Objectif A = Recopiez sans aucune modification le passage de la critique d'Albator 84 qui s'ouvre sur les mots contenant « Dans la mythologie » et se clôt sur « la plus réputée. ».
Objectif B = D'après la critique d'Albator 84, sous quel titre la Toei a-t-elle lancé la deuxième série consacrée au personnage de Captain Harlock ?

Waga Seishun no Arcadia – Do what you want ‘cause a pirate is free

» Critique de l'anime Albator 84 (Film) par Deluxe Fan le
16 Mars 2014
Albator 84 (Film) - Screenshot #1

Dans la mythologie grecque, l’Arcadie est une contrée montagneuse et sauvage, peuplée de bergers vivant en paix et en harmonie avec les dieux. Ce pays idyllique est au fil des interprétations devenu une allégorie de l’Âge d’Or, ce concept évoquant un temps de gloire et de richesse aujourd’hui révolu, invoqué dès que quelqu’un entonne le célèbre « c’était mieux avant ». Cette théorie de l’Âge d’Or, intimement lié à la nostalgie et la mélancolie, se retrouve dans la plupart des cultures et en particulier au Japon. Ce n’est donc pas un hasard si Leiji Matsumoto, un des créateurs les plus importants dans l’histoire de l’animation japonaise, a fait de l’Arcadie le thème de son œuvre la plus réputée.

Après avoir pratiquement inventé la culture otaku grâce à la saga Uchû Senkan Yamato, Matsumoto règne sans partage sur les années 1970 avec Galaxy Express 999 puis Captain Harlock, qui le fera découvrir au monde entier. Suite à la première série Space Pirate Captain Harlock (Albator 78) la Toei met en chantier une deuxième série avec le même personnage, sous le titre Endless Orbit SSX (Albator 84). Cette dernière sera précédée d’un film ayant pour but de mettre en place la nouvelle continuité. Ce film, souvent cité par les spécialistes comme la pierre angulaire du Leijiverse, fut charcuté en cinq épisodes lors de sa sortie française après avoir été dûment censuré. Ce qui explique peut-être qu’il soit si mal connu.

Extrait des données =
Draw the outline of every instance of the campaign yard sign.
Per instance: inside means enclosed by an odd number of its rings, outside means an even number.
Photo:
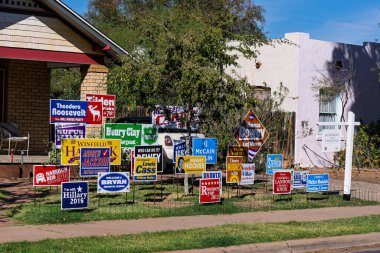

Résultat A =
Dans la mythologie grecque, l’Arcadie est une contrée montagneuse et sauvage, peuplée de bergers vivant en paix et en harmonie avec les dieux. Ce pays idyllique est au fil des interprétations devenu une allégorie de l’Âge d’Or, ce concept évoquant un temps de gloire et de richesse aujourd’hui révolu, invoqué dès que quelqu’un entonne le célèbre « c’était mieux avant ». Cette théorie de l’Âge d’Or, intimement lié à la nostalgie et la mélancolie, se retrouve dans la plupart des cultures et en particulier au Japon. Ce n’est donc pas un hasard si Leiji Matsumoto, un des créateurs les plus importants dans l’histoire de l’animation japonaise, a fait de l’Arcadie le thème de son œuvre la plus réputée.

Résultat B = Endless Orbit SSX (Albator 84).